Tarefa solicitada a :: Liste, copiando-as por inteiro, todas as linhas da listagem que contêm a palavra "helmet".

Trecho fornecido ::
Também é, misturando referências da Antiguidade, um calcanhar de Aquiles judaico.

Em 2006, um soldado de Israel chamado Gilad Shalit foi capturado pelo Hamas e mantido refém em Gaza. Ele foi libertado cinco anos depois, em troca de mais de mil palestinos presos por razões de segurança — um eufemismo, em muitos casos, para terrorismo. O acordo, aprovado pelo primeiro-ministro de Israel, Binyamin Netanyahu, incluiu a libertação de Yahya Sinwar, o arquiteto do 7 de Outubro.

Tarefa solicitada b :: Continue o trecho sobre a troca de Gilad Shalit por prisioneiros palestinos, começando logo após a última frase apresentada.

Informações fornecidas ::

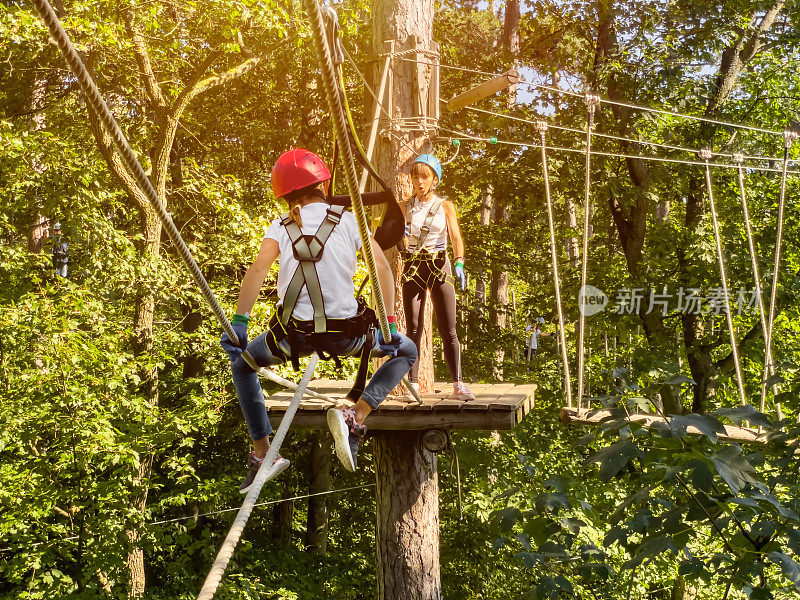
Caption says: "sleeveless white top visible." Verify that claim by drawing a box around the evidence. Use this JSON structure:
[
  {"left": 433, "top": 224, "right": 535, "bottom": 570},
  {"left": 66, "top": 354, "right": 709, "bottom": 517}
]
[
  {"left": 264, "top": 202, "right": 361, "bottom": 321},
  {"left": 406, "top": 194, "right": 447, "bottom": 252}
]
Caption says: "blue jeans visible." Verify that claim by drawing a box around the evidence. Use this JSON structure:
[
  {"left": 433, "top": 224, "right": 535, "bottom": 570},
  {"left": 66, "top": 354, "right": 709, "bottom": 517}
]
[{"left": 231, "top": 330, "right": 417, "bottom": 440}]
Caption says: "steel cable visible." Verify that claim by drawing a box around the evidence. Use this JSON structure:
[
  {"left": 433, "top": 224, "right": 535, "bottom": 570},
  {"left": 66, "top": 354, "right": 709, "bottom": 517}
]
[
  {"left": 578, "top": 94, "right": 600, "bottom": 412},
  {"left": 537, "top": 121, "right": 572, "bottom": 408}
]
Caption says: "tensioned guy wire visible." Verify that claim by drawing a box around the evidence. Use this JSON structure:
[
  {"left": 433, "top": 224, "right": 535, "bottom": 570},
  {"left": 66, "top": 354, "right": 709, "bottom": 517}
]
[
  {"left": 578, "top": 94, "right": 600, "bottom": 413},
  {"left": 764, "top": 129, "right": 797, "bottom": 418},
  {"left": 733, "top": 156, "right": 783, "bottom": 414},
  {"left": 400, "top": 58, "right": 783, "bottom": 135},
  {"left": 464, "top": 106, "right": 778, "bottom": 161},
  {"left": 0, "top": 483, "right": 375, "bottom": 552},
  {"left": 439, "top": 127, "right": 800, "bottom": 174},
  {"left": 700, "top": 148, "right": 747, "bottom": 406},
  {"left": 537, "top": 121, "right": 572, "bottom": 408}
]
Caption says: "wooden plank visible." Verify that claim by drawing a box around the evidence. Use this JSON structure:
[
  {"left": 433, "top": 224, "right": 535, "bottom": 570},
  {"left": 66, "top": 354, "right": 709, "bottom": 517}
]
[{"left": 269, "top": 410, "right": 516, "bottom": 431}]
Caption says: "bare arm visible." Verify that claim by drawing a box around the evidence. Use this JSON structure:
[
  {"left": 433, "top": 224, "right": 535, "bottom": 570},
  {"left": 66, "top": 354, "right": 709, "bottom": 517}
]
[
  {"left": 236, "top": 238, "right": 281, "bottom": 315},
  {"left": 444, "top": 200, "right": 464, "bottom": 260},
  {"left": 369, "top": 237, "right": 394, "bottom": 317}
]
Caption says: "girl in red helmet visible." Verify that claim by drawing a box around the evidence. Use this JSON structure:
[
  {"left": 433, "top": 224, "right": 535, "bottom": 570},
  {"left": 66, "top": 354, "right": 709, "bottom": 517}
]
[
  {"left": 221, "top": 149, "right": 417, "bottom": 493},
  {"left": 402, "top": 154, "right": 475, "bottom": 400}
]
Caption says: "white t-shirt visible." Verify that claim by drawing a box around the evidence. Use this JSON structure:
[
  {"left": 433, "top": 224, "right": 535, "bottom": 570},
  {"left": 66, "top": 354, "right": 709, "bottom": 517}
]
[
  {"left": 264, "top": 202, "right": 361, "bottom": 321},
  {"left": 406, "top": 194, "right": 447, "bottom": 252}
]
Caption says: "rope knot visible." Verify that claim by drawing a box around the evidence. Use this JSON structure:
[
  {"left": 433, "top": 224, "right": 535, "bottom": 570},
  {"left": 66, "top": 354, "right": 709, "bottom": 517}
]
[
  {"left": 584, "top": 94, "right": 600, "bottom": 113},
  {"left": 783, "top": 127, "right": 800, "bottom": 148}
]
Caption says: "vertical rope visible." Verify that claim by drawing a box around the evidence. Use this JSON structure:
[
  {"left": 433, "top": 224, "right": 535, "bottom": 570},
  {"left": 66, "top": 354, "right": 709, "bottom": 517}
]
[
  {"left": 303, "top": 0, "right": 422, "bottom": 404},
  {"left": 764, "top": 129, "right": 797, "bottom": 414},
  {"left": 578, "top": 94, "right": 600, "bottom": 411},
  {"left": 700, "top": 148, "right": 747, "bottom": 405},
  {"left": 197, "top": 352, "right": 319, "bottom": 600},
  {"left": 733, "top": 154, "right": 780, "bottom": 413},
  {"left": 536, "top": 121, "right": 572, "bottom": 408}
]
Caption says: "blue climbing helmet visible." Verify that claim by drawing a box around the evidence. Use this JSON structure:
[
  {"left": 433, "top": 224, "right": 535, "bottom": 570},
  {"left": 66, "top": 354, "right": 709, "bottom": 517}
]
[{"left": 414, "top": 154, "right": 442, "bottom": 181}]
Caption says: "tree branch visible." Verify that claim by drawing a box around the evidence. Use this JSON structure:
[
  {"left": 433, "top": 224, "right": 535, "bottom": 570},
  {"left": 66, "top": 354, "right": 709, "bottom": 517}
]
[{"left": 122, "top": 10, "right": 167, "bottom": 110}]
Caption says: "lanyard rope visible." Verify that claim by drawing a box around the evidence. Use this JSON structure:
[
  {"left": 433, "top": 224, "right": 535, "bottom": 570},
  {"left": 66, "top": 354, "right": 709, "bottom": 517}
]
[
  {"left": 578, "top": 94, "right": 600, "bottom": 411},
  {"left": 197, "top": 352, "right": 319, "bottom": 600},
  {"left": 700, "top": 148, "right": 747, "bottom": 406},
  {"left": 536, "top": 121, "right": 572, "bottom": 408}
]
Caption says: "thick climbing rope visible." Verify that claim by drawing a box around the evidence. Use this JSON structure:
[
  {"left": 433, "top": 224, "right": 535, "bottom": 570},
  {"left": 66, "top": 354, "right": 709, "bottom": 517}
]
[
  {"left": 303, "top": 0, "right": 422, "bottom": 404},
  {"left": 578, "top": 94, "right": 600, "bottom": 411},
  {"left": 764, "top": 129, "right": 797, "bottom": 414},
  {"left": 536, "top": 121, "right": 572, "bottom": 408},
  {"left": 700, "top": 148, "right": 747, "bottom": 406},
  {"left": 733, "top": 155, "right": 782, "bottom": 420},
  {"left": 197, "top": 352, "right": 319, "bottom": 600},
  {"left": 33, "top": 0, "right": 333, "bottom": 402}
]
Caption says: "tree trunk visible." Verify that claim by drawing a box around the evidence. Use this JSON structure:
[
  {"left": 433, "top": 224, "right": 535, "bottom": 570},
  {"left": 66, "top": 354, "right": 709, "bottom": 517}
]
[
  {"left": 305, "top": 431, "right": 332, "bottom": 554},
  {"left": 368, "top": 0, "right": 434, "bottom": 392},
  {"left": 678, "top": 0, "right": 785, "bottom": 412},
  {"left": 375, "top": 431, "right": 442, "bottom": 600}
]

Resposta esperada a ::
Caption says: "girl in red helmet visible." Verify that claim by drawing a box around the evidence. Use this JSON structure:
Caption says: "blue climbing helmet visible." Verify that claim by drawing a box around the evidence. Use this JSON structure:

Resposta esperada b ::
Milhares se reuniram em Tel Aviv, no domingo, pedindo que Netanyahu aceite um acordo de cessar-fogo e consiga libertar os reféns israelenses em poder do grupo terrorista Hamas  Foto: Ariel Schalit / AP Photo

Esses dois pontos de referência estão agora no centro do debate entre os israelenses sobre o que virá depois da guerra em Gaza. Enormes manifestações em Tel-Aviv, coincidindo com os dolorosos funerais dos reféns assassinados, exigiram que o primeiro-ministro concordasse com um pacto de cessar-fogo para obter a libertação dos reféns restantes, sob o custo de conceder ao Hamas uma de suas principais demandas: a retirada Israel de uma faixa de território conhecida como Corredor Filadélfia, que separa Gaza do Egito. Netanyahu se recusou, insistindo em uma conferência de imprensa, na segunda-feira, que as forças israelenses não se retirarão.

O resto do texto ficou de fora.